# Work to complete
Pull out every row below that contains the string "wheel", treating uppercase and lowercase as distinct, and copy each of those rows in full.

++++

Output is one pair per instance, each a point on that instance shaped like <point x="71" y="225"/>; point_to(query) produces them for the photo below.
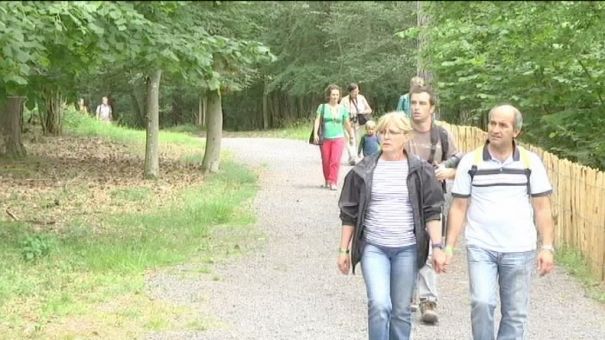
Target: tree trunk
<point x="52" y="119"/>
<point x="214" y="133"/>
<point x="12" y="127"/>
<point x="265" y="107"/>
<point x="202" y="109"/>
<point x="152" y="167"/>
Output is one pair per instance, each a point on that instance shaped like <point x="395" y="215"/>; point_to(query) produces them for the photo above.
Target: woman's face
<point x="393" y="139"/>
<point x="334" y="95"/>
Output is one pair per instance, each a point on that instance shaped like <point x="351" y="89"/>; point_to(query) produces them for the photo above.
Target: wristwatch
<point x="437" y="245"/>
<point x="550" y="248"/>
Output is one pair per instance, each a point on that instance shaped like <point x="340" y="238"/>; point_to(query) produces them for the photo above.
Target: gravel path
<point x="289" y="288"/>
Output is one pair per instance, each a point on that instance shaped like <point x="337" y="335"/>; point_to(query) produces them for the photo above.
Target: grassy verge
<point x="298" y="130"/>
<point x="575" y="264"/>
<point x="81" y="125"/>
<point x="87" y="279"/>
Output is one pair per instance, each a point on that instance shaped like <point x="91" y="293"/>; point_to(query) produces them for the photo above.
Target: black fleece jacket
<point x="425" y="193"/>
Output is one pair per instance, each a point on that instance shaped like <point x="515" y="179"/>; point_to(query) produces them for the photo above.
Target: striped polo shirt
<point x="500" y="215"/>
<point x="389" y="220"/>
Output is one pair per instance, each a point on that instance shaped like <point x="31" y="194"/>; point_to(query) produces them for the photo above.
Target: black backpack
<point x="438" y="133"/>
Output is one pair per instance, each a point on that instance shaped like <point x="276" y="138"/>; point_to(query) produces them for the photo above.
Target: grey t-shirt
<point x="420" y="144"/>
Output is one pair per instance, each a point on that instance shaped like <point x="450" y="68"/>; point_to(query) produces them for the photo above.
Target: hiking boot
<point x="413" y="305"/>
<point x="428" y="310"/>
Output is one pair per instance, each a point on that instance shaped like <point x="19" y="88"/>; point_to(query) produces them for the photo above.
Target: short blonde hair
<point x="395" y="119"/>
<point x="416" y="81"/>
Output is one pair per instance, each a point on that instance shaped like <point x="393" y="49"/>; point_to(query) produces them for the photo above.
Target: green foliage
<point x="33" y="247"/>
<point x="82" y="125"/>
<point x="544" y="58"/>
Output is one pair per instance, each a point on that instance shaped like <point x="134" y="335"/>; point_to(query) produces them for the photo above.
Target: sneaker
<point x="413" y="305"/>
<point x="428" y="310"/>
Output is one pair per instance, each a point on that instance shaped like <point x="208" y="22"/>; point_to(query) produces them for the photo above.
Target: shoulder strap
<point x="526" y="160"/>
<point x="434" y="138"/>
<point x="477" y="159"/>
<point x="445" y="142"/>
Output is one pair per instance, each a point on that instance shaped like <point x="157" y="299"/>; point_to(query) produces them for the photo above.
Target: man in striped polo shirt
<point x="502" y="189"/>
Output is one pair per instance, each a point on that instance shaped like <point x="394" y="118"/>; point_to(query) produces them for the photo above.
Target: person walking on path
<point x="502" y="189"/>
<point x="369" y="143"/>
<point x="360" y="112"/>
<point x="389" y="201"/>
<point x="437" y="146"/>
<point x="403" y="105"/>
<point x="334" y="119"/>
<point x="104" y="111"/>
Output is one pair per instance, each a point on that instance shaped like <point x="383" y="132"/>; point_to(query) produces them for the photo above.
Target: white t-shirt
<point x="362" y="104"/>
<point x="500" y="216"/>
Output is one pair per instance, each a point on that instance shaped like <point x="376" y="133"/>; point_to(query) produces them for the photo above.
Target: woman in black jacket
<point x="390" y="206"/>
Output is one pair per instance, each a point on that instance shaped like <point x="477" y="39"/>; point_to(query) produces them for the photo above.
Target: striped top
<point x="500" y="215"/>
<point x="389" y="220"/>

++++

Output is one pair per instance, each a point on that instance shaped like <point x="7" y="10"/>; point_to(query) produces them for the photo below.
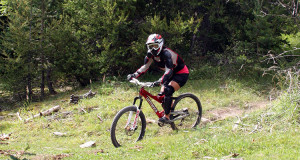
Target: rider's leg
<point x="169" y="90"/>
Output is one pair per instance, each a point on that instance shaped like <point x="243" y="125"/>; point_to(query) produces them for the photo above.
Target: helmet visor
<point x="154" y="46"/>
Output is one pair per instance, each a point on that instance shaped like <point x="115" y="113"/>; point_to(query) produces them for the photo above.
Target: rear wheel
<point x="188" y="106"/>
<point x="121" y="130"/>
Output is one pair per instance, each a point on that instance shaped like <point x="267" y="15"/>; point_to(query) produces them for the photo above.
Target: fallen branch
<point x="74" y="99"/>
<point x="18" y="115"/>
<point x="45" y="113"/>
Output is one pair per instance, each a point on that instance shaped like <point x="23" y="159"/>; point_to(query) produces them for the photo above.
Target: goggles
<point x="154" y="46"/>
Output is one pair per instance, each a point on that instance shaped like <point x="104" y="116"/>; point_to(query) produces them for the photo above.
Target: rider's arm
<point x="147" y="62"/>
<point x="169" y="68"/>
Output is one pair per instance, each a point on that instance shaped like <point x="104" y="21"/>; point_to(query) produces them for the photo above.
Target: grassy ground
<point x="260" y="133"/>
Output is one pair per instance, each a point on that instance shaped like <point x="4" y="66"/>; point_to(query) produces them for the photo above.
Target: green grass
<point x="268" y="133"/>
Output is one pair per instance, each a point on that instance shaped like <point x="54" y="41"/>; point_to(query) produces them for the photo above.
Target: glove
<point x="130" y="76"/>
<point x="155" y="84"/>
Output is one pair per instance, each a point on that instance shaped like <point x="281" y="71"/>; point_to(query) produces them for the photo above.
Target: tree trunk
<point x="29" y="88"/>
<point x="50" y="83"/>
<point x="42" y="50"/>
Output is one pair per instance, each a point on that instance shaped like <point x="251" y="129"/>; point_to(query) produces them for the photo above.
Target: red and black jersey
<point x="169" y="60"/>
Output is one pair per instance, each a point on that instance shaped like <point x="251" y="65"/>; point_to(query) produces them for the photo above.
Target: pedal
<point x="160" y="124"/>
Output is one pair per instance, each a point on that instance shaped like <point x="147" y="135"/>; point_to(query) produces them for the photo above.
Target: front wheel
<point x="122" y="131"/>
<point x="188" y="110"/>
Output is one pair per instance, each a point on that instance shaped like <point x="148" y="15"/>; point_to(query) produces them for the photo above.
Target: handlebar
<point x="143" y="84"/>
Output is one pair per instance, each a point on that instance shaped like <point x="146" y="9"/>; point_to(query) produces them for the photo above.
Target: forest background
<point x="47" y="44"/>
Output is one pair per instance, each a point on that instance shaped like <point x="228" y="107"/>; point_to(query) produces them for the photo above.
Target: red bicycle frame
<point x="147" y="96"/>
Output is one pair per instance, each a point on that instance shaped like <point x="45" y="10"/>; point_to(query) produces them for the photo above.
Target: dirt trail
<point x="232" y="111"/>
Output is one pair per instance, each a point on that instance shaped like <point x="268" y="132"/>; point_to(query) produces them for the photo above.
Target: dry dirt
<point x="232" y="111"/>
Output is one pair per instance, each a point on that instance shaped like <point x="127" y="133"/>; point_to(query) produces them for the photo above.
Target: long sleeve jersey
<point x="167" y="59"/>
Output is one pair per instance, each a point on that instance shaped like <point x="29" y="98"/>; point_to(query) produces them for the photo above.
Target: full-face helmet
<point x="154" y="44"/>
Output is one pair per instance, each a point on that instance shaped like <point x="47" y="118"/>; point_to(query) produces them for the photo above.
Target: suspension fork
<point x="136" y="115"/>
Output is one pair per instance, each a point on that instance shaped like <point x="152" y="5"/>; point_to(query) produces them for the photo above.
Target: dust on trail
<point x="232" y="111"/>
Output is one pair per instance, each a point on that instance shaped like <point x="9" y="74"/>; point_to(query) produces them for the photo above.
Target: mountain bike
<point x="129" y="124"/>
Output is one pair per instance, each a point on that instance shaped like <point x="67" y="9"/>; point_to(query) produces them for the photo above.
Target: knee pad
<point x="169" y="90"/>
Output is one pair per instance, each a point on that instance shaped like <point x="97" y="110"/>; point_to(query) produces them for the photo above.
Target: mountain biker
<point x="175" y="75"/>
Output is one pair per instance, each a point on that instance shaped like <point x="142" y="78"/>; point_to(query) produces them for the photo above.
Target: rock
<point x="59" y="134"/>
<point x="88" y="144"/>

++++

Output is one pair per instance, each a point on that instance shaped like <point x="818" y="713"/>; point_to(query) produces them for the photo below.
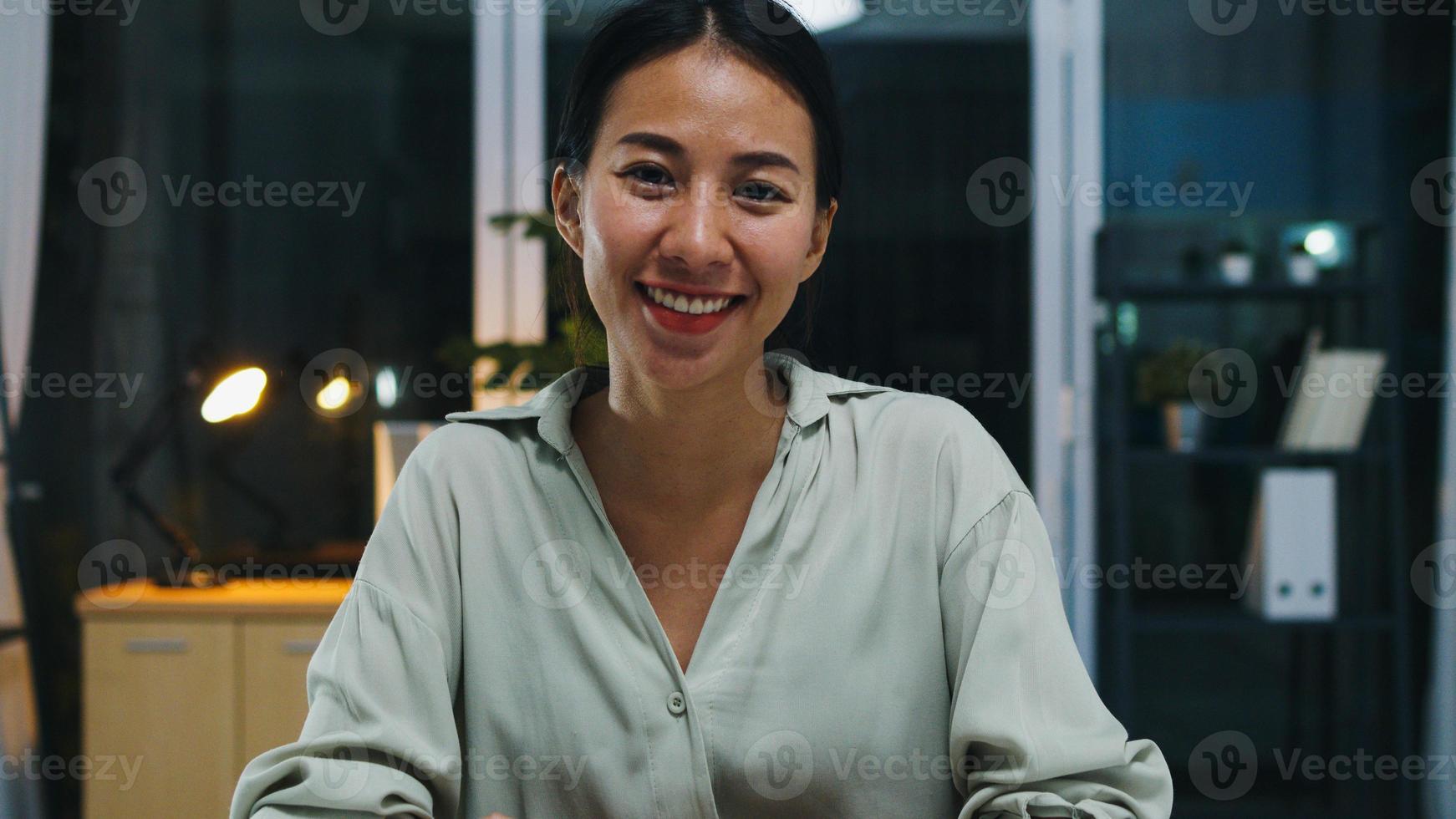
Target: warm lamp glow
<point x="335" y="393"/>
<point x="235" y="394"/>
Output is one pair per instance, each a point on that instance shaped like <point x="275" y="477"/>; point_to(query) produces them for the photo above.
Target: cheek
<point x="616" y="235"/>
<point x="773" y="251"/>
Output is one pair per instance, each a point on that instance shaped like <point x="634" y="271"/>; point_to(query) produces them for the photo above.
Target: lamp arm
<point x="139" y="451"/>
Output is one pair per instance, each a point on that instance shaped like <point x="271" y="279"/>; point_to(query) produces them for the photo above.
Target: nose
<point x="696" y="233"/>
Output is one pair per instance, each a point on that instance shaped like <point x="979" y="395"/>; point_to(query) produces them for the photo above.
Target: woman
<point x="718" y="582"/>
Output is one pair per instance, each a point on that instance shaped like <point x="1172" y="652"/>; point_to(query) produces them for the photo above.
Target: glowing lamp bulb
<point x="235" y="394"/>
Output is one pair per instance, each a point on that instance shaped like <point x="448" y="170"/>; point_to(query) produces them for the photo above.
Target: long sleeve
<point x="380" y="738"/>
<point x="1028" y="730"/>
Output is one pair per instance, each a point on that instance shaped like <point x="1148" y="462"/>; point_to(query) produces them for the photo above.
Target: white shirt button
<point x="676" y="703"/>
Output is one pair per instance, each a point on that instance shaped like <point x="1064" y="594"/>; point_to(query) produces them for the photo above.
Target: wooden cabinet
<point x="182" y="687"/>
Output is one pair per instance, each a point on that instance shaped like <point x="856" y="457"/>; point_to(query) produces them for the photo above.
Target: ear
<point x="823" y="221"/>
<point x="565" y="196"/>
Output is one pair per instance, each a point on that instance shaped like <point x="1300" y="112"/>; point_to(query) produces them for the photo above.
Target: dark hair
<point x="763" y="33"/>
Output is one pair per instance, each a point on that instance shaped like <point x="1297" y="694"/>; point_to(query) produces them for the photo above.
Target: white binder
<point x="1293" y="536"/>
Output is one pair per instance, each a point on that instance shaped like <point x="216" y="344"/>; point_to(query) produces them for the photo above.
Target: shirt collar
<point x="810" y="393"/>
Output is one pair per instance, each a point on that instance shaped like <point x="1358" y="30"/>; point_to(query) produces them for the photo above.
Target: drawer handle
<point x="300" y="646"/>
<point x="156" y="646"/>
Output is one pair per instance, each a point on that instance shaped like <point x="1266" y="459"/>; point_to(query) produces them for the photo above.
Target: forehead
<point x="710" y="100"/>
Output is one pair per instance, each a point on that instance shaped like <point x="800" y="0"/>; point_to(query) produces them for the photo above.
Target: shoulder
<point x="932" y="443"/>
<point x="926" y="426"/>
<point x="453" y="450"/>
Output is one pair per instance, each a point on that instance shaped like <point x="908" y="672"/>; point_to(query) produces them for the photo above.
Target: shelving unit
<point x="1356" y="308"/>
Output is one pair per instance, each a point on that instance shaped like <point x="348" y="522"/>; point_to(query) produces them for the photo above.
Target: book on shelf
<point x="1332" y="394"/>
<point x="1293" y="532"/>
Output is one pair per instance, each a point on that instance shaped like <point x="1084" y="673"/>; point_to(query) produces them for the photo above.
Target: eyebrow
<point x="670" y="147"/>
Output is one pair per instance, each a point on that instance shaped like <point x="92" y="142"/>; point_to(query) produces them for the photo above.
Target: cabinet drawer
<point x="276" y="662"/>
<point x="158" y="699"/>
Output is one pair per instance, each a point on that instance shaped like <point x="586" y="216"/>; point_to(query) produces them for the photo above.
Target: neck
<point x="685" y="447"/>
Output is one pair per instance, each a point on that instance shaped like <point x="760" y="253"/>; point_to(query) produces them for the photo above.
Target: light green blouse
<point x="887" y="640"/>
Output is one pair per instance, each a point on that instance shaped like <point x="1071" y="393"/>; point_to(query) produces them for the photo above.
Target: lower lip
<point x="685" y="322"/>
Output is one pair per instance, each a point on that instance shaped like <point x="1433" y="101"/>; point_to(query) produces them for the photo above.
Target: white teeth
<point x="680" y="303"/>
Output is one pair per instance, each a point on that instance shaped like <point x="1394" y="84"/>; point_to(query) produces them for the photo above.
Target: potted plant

++++

# Written response
Target: rear wheel
Target: front wheel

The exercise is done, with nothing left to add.